start

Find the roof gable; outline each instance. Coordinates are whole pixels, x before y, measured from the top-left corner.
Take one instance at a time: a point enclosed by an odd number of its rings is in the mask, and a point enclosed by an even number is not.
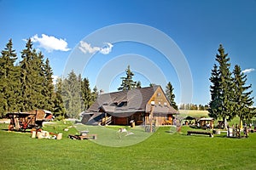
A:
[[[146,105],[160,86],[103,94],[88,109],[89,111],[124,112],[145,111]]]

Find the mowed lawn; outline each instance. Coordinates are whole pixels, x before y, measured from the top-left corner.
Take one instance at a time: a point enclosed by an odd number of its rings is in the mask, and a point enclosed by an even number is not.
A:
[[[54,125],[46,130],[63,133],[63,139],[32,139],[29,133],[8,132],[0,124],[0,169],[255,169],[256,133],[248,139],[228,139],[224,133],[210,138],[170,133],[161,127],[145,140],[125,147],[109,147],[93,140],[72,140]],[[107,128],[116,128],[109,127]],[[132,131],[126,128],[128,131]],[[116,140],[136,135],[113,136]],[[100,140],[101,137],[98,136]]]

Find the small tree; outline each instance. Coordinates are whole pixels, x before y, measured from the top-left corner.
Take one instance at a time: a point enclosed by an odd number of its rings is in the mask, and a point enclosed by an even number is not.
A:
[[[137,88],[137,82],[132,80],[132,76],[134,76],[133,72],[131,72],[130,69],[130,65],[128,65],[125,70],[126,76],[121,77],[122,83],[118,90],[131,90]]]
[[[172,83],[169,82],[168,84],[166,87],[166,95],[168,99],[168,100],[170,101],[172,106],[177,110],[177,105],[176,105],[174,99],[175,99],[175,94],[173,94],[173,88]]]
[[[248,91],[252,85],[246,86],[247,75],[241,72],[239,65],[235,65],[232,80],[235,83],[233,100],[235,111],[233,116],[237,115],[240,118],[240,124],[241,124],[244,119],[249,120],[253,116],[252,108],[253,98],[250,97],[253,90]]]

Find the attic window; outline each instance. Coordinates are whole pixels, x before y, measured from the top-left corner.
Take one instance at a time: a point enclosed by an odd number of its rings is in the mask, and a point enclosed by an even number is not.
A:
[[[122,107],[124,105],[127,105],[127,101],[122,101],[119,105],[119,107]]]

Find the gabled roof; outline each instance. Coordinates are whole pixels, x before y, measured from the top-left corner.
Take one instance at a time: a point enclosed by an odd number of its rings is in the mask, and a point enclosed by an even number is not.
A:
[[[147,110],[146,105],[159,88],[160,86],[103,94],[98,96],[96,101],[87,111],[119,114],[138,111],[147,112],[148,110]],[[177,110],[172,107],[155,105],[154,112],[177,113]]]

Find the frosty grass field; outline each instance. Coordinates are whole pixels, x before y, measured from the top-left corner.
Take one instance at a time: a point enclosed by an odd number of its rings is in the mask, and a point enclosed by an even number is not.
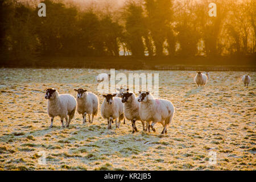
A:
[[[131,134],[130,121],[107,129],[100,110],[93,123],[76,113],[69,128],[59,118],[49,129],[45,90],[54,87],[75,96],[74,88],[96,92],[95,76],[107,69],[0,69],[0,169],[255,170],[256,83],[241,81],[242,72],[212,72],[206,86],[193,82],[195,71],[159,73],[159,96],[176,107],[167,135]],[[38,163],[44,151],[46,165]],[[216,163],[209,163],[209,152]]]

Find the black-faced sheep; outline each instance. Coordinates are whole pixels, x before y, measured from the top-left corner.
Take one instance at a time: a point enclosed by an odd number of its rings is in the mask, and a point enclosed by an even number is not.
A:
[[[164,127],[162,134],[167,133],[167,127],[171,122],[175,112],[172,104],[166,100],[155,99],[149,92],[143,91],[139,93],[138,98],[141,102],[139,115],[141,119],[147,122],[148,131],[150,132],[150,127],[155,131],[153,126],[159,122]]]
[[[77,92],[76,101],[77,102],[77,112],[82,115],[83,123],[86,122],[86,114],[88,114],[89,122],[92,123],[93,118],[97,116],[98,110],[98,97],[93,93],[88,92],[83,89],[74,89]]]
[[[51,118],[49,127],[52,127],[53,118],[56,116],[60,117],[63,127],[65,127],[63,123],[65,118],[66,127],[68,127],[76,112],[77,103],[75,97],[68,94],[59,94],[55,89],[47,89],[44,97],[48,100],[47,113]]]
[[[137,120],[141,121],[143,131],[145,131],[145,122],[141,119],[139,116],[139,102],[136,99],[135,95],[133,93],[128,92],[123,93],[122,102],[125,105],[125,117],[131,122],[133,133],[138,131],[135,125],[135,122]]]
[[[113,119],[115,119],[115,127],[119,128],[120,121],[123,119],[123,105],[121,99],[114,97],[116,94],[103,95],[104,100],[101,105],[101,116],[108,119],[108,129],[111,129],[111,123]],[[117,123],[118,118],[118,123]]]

end

§ **Your objective**
Leave out all images, then reproduce the entries above exactly.

§ **Full response**
Find the roof gable; outline each instance. Coordinates are whole pixels, x before y, measured from the top-left corner.
Take one instance at a time: a point enclosed by an odd number of its rings is in the mask, and a point enclosed by an even number is not.
A:
[[[146,105],[160,86],[103,94],[88,109],[89,111],[124,112],[145,111]]]

Find the mowed lawn; outline each instance. Coordinates are whole pixels, x before y, measured from the top-left corner.
Take one instance at a time: a point enclosed by an odd number of its rings is in the mask, and a point enclosed by an even number is not.
A:
[[[54,125],[46,130],[63,133],[63,139],[32,139],[29,133],[8,132],[0,124],[0,169],[255,169],[256,133],[248,139],[228,139],[224,133],[210,138],[170,133],[161,127],[145,140],[125,147],[109,147],[93,140],[72,140]],[[107,128],[116,128],[109,127]],[[132,131],[126,128],[128,131]],[[116,140],[136,135],[113,136]],[[100,140],[101,137],[98,136]]]

Find the small tree; outline each instance. Coordinates are whole pixels, x before y, measured from the top-left corner.
Take one instance at a time: a point enclosed by an odd number of its rings is in the mask, and a point enclosed by an even number is not.
A:
[[[137,88],[137,82],[132,80],[132,76],[134,76],[133,72],[131,72],[130,69],[130,65],[128,65],[125,70],[126,76],[121,77],[122,83],[118,90],[131,90]]]
[[[172,83],[169,82],[168,84],[166,87],[166,95],[168,99],[168,100],[170,101],[172,106],[177,110],[177,105],[176,105],[174,99],[175,99],[175,94],[173,94],[173,88]]]
[[[248,91],[252,85],[246,86],[247,75],[241,72],[239,65],[235,65],[232,80],[235,83],[233,100],[235,111],[233,116],[237,115],[240,118],[240,124],[241,124],[244,119],[249,120],[253,116],[252,108],[253,98],[250,97],[253,90]]]

Find the attic window; outline each instance. Coordinates are whole pixels, x before y, measured from the top-left corner.
Take one instance at a time: a point enclosed by an odd number of its rings is in the mask, and a point enclosed by an even number is not.
A:
[[[122,107],[124,105],[127,105],[127,101],[122,101],[119,105],[119,107]]]

Find the gabled roof; outline each instance. Coordinates are whole pixels, x before y, measured from the top-left corner.
Take one instance at a time: a point enclosed by an odd number of its rings is in the mask, and a point enclosed by an even number is not.
A:
[[[147,110],[146,105],[159,88],[160,86],[103,94],[98,96],[96,101],[87,111],[119,114],[138,111],[147,112],[148,110]],[[177,110],[172,107],[155,105],[154,112],[177,113]]]

Find the frosty grass field; outline each instance. Coordinates are whole pixels, x before y, measured from the top-left corner.
Take one instance at a time: a point enclosed by an odd number of its rings is in the mask, and a point enclosed by an even number is not.
A:
[[[131,134],[130,121],[107,129],[100,110],[93,123],[76,113],[69,128],[59,118],[49,129],[45,90],[54,87],[75,96],[74,88],[96,92],[95,76],[107,69],[0,69],[0,169],[255,170],[256,83],[241,81],[242,72],[212,72],[206,86],[193,82],[195,71],[159,73],[159,96],[176,107],[167,135]],[[38,163],[44,151],[46,165]],[[216,163],[209,163],[209,152]]]

Find the black-faced sheep; outline each instance. Coordinates are whole pixels, x before y, measured from the top-left corner.
Take one instance at a time: a point enclosed by an odd number of its rings is in the mask, and a point enclosed by an even number is not.
A:
[[[164,127],[162,134],[167,133],[167,127],[171,122],[175,112],[172,104],[166,100],[155,99],[149,92],[143,91],[139,93],[138,98],[141,102],[139,115],[141,119],[147,122],[148,131],[150,132],[150,127],[155,131],[153,126],[159,122]]]
[[[77,92],[76,101],[77,102],[77,112],[82,115],[83,123],[86,122],[86,114],[88,114],[89,122],[92,123],[93,118],[97,116],[98,110],[98,97],[93,93],[88,92],[83,89],[74,89]]]
[[[51,118],[49,127],[52,127],[53,118],[56,116],[60,117],[63,127],[65,127],[63,123],[65,118],[66,127],[68,127],[76,112],[77,103],[75,97],[68,94],[59,94],[55,89],[47,89],[44,97],[48,100],[47,113]]]
[[[137,120],[141,121],[143,131],[145,131],[145,122],[141,119],[139,116],[139,102],[136,99],[135,95],[133,93],[128,92],[123,93],[122,102],[125,105],[125,117],[131,122],[133,133],[138,131],[135,125],[135,122]]]
[[[113,119],[115,119],[115,127],[119,128],[120,121],[123,119],[123,105],[121,99],[114,97],[116,94],[103,95],[104,100],[101,105],[101,116],[108,119],[108,129],[111,129],[111,123]],[[117,123],[118,118],[118,123]]]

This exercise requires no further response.